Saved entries
━━━━━━━━━━━━━━━━
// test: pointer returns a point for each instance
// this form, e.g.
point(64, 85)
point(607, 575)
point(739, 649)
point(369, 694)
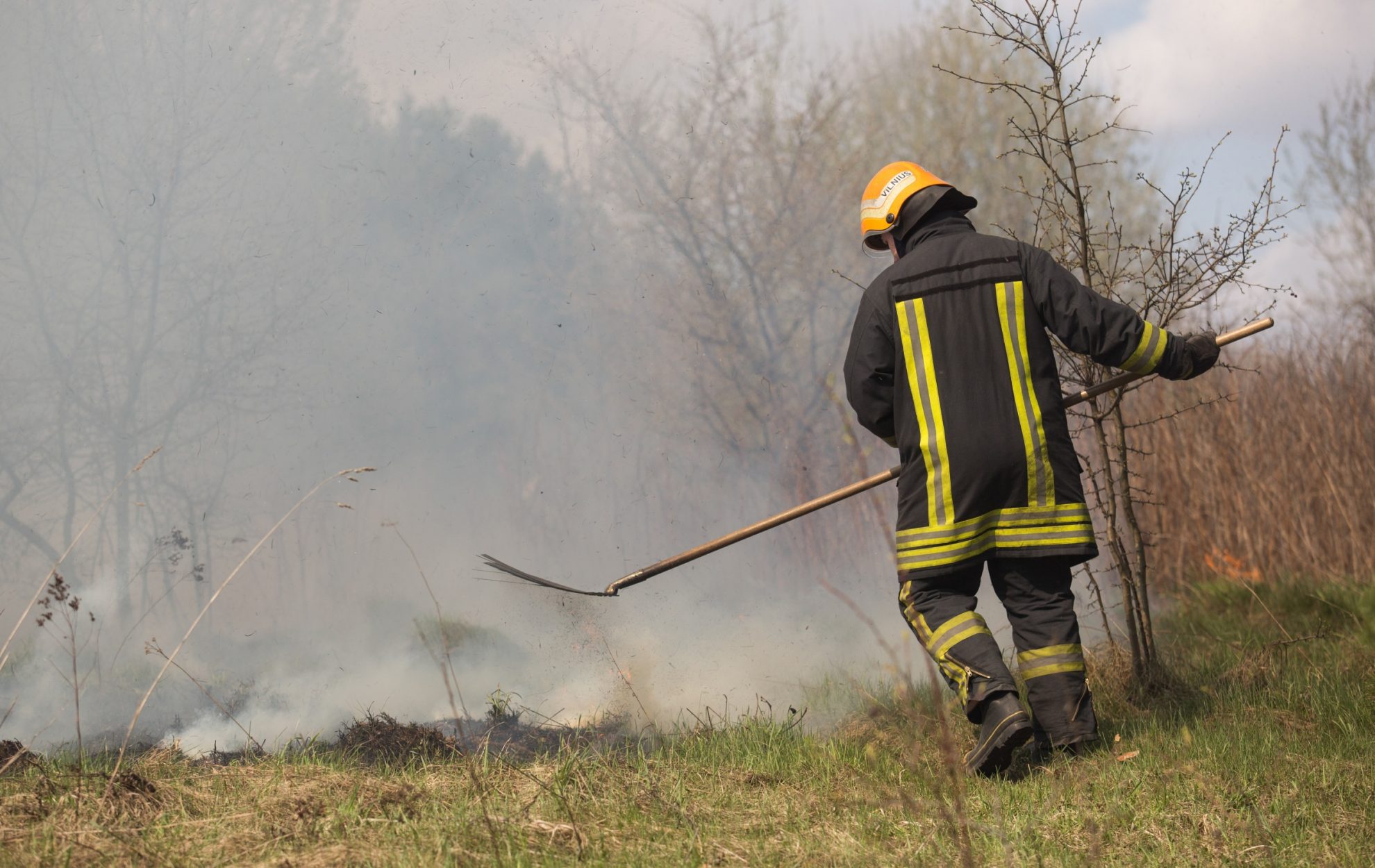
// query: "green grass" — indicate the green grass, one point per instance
point(1247, 751)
━━━━━━━━━━━━━━━━
Exercise description: Can you set down every line of the listing above word for word, leaving out the pictures?

Full solution:
// test: pointer returns a point for each instance
// this form, e.g.
point(64, 85)
point(607, 575)
point(739, 649)
point(369, 694)
// query: "green grass" — indicate the green grass, one point per instance
point(1247, 751)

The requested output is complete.